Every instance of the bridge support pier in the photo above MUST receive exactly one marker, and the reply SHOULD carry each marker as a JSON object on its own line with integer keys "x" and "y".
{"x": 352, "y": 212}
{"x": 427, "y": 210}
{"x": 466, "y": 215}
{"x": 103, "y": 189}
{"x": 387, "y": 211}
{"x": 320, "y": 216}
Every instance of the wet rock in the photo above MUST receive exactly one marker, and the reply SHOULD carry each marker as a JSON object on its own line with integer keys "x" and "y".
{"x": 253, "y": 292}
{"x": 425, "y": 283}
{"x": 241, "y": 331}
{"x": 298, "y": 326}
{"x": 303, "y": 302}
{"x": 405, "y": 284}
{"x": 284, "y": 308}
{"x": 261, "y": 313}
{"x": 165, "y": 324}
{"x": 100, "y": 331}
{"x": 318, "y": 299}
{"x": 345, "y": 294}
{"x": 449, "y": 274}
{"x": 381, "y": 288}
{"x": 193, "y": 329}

> [Given instruction]: Lay out every line of the data above as a Markdown table with two columns, "Row" for the row number and "Content" for the line itself. Leave out blank lines.

> [Exercise response]:
| Row | Content |
|---|---|
| 1 | Every instance of the bridge support pier in the photo above MUST receive exactly one marker, and the reply SHOULD carry each marker as a JSON object on its own line with integer keys "x" and "y". |
| 2 | {"x": 352, "y": 212} |
| 3 | {"x": 427, "y": 210} |
| 4 | {"x": 466, "y": 215} |
| 5 | {"x": 103, "y": 189} |
| 6 | {"x": 387, "y": 211} |
| 7 | {"x": 320, "y": 216} |
| 8 | Every instance of the wet rock in the photo above MUST receive exactly one marker, and the reply SHOULD carry each marker as a JSON object on its own line with integer keys "x" and "y". |
| 9 | {"x": 253, "y": 292} |
| 10 | {"x": 425, "y": 283} |
| 11 | {"x": 241, "y": 331} |
| 12 | {"x": 298, "y": 326} |
| 13 | {"x": 303, "y": 302} |
| 14 | {"x": 405, "y": 284} |
| 15 | {"x": 284, "y": 308} |
| 16 | {"x": 261, "y": 313} |
| 17 | {"x": 165, "y": 324} |
| 18 | {"x": 100, "y": 331} |
| 19 | {"x": 318, "y": 299} |
| 20 | {"x": 345, "y": 294} |
| 21 | {"x": 449, "y": 274} |
| 22 | {"x": 381, "y": 288} |
| 23 | {"x": 193, "y": 329} |